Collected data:

= Beginning of Section =

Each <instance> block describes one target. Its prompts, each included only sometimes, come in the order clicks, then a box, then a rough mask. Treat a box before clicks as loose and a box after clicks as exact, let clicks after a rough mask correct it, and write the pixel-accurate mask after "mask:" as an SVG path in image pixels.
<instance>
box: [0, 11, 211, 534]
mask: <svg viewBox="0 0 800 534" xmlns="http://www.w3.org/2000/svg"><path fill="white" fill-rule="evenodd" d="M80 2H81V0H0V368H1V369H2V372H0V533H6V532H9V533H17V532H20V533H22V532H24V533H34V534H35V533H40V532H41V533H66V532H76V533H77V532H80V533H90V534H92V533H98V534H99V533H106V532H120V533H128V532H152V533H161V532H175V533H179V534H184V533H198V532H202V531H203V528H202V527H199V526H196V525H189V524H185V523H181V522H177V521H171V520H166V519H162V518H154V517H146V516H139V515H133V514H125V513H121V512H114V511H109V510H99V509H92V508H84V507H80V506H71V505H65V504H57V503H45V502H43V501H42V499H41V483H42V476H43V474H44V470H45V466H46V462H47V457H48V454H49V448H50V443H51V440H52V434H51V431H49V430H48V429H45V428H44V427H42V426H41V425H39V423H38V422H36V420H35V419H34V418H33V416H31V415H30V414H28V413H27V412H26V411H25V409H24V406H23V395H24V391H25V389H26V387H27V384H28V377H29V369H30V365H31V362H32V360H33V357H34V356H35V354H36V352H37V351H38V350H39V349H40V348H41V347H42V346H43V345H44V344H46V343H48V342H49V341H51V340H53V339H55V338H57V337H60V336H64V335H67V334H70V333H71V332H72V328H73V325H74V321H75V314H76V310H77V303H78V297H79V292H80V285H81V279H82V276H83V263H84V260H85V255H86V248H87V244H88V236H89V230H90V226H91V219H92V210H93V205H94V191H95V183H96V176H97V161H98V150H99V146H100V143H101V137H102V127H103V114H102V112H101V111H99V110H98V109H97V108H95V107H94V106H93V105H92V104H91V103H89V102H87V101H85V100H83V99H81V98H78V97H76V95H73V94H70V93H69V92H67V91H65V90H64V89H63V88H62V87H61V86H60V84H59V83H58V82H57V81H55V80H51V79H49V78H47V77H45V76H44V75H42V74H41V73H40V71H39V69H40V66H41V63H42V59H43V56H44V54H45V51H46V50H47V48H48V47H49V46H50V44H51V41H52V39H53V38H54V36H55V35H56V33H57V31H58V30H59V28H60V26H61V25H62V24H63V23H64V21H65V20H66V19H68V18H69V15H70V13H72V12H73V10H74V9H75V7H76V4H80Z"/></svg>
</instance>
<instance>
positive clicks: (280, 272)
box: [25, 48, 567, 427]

= End of Section =

Exercise goal -> The answer must be every line of the records above that holds the word "instance".

Answer space ->
Each <instance> block describes one target. Its prompts, each included only sometimes, come in the order clicks, then a box, then a rough mask. Treat a box before clicks as loose and a box after clicks as exact, let clicks after a rough mask correct it, and write the pixel-accurate mask after "mask:" as an SVG path in image pixels.
<instance>
</instance>
<instance>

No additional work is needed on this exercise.